[The exercise] Rewrite the records as a two-column CSV with the headers record and answer, one row per record, starting at the line that contains "Target: cream colored robe" and ending at the line that contains "x=308, y=294". Put each record's text and its answer in their own quoted fields, replacing line breaks with spaces.

--- --- ---

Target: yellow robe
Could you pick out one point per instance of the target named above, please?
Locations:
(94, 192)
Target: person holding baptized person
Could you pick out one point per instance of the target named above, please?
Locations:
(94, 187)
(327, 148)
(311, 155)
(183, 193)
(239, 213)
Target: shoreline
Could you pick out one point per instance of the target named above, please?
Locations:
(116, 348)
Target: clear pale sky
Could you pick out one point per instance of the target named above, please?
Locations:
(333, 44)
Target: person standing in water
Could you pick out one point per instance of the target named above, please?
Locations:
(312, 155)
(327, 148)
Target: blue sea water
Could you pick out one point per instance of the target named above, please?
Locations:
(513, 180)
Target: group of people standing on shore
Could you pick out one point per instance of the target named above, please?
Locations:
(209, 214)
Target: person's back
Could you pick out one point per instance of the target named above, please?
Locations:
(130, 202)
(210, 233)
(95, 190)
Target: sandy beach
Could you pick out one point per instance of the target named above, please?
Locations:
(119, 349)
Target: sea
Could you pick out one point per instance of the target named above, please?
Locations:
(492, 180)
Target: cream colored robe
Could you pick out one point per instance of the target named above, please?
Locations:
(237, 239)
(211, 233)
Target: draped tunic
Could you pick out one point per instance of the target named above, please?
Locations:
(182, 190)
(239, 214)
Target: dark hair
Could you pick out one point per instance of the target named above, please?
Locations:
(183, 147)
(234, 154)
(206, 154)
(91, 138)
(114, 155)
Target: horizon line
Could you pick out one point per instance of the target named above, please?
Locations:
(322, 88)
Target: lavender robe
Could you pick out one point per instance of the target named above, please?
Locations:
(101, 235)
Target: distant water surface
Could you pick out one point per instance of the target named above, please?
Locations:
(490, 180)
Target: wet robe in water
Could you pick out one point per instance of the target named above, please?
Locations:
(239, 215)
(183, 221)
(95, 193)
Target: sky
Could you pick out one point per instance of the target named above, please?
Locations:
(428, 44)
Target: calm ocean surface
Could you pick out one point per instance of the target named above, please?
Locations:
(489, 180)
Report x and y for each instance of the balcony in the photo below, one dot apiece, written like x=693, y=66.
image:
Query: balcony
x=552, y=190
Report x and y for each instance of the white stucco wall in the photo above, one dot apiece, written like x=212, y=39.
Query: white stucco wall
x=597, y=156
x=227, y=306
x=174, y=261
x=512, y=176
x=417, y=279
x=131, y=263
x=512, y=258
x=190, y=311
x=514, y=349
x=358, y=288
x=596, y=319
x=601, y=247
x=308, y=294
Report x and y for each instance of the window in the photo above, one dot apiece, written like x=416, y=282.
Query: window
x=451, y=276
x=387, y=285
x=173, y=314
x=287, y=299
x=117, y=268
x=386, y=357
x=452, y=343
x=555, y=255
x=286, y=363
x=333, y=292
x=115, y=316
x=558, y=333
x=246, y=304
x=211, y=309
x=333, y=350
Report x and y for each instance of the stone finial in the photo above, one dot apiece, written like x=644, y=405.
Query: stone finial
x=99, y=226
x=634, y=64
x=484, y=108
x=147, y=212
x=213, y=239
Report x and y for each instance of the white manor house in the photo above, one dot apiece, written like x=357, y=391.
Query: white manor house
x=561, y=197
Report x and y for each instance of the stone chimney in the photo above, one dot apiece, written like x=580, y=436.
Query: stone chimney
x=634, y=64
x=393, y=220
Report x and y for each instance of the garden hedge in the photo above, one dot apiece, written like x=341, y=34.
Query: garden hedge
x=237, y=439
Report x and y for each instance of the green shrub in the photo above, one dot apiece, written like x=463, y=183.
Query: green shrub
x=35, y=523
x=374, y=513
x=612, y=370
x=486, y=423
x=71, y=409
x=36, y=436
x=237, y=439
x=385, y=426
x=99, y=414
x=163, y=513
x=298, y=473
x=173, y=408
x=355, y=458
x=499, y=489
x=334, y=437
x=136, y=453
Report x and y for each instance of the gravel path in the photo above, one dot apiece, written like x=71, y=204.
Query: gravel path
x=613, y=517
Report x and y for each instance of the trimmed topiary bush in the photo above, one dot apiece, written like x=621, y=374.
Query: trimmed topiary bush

--- --- ---

[Exercise answer]
record,answer
"Target: cream colored robe Could you pick out one point per instance of the target named above, please? Locations:","(237, 239) (211, 233)"
"Target: draped tunic Could you pick out one point per instance of the target named above, please? Locations:","(182, 190) (239, 214)"
"Target: dark hair Could you pick out one point per instance of the target named above, please? Locations:","(183, 147) (234, 154) (206, 154) (91, 138) (114, 155)"
"Target: horizon line Could you pick out one point per instance of the target named above, please? Locations:","(322, 88)"
"Target: lavender robe Could you pick out one point per instance of the target named above, please? Locations:","(101, 235)"
"Target: distant water surface Could you pick out one point per instance of the target named above, please? Locations:","(490, 180)"
"Target: wet robe in water Could you pick out one point per instance of the target named above, please? Locations:","(239, 215) (183, 221) (95, 193)"
"Target: sky Could you pick out one point per instance of the target named above, please? Locations:","(428, 44)"
"Target: calm ocean surface Could you pick out one point per instance of the target named above, please? Locations:","(489, 180)"
"Report x and y for each instance of the balcony in the photo below, one dot apiece, written like x=693, y=66. image: Query: balcony","x=552, y=190"
"Report x and y for each instance of the white stucco wall in the photo above, one dot apiece, written like x=212, y=39. Query: white stucco wall","x=597, y=156 x=227, y=306 x=174, y=261 x=512, y=176 x=417, y=279 x=131, y=263 x=512, y=258 x=190, y=311 x=514, y=349 x=358, y=288 x=596, y=319 x=601, y=247 x=308, y=294"